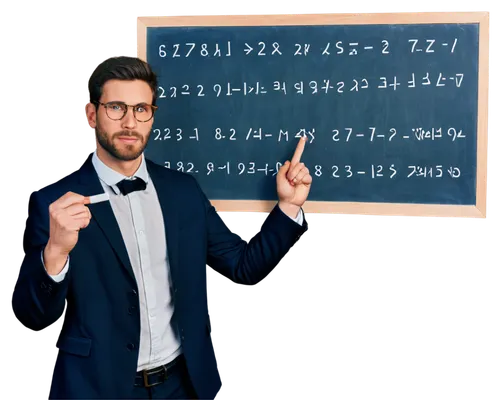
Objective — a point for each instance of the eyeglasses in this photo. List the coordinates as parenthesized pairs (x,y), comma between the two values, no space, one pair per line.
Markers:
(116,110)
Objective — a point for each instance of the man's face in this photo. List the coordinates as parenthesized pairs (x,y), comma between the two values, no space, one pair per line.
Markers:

++++

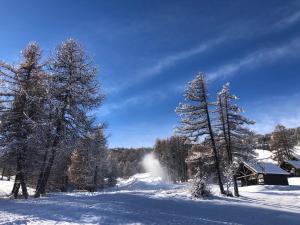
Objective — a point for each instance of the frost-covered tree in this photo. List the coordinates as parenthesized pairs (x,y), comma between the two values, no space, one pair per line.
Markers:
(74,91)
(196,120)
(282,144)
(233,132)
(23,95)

++++

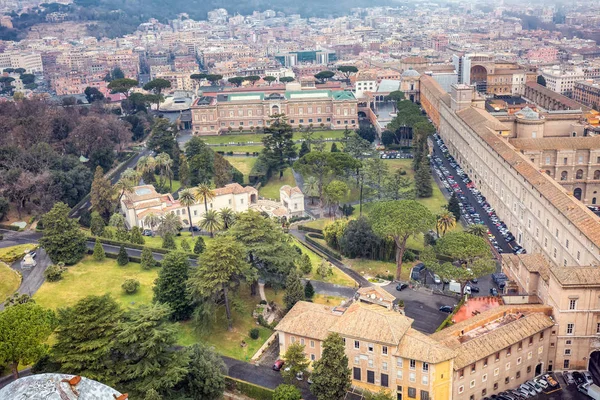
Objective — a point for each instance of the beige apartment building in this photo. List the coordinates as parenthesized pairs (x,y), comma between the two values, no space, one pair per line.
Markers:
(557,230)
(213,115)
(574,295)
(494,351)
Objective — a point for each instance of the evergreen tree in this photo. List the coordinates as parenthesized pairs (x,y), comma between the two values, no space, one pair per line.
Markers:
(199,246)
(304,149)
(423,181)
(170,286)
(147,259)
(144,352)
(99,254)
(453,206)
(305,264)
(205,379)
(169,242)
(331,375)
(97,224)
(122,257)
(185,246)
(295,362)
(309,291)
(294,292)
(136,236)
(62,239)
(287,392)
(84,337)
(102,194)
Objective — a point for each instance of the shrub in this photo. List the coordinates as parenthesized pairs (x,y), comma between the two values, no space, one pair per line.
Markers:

++++

**TASK TO CARRY OUT**
Check every line of the entries for the string "comma". Give only the number of lines that hold it.

**RESPONSE BOX**
6